## AIM OF THE TASK
Select every line in the material below that contains the word "green", and copy each one. Matching is case-sensitive.

## MATERIAL PROVIDED
^^^^^^^^
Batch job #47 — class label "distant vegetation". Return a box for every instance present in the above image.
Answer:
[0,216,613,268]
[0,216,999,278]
^^^^^^^^
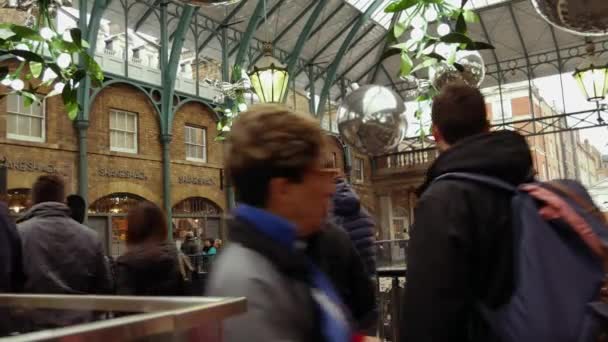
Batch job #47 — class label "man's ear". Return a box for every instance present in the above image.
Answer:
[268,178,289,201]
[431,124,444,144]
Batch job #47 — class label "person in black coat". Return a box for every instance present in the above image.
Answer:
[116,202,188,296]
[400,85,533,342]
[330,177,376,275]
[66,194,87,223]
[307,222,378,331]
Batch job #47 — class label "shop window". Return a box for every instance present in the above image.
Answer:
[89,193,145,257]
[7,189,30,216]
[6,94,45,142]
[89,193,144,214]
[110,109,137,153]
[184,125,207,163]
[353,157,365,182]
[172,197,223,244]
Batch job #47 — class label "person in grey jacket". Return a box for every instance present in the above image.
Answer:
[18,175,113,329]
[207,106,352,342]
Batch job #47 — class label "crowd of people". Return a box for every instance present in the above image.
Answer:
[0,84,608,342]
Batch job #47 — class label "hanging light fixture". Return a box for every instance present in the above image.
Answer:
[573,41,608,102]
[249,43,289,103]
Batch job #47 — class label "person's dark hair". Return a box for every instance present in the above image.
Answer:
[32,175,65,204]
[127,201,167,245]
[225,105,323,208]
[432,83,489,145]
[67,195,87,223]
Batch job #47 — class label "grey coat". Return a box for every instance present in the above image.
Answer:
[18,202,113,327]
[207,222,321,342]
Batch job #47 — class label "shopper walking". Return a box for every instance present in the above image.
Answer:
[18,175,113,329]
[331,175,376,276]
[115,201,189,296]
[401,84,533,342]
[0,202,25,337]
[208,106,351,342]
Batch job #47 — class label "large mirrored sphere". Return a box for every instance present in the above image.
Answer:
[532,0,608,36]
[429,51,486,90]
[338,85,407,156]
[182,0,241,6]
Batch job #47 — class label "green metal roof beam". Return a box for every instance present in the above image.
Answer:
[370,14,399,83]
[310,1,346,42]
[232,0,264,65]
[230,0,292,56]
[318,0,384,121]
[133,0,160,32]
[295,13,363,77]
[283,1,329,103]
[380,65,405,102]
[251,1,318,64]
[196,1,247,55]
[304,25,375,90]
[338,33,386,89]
^^^^^^^^
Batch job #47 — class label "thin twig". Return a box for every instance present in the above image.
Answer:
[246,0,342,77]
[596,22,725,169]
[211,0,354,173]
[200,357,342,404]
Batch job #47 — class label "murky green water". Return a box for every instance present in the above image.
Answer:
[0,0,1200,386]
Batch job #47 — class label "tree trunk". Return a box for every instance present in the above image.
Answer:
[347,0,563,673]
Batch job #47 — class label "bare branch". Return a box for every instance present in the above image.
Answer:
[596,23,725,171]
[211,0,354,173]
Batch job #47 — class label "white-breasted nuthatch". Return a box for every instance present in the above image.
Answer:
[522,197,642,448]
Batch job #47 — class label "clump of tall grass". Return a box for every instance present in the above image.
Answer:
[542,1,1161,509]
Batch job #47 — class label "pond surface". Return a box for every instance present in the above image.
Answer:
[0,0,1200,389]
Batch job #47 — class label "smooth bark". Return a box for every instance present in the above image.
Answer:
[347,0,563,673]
^^^^^^^^
## RESULT FOR THIS EXERCISE
Batch job #47 — class label "green metal roof beam". Return a box for every instance present in the above image.
Batch job #47 — class label "murky green water". Return a box for every instance present in the above image.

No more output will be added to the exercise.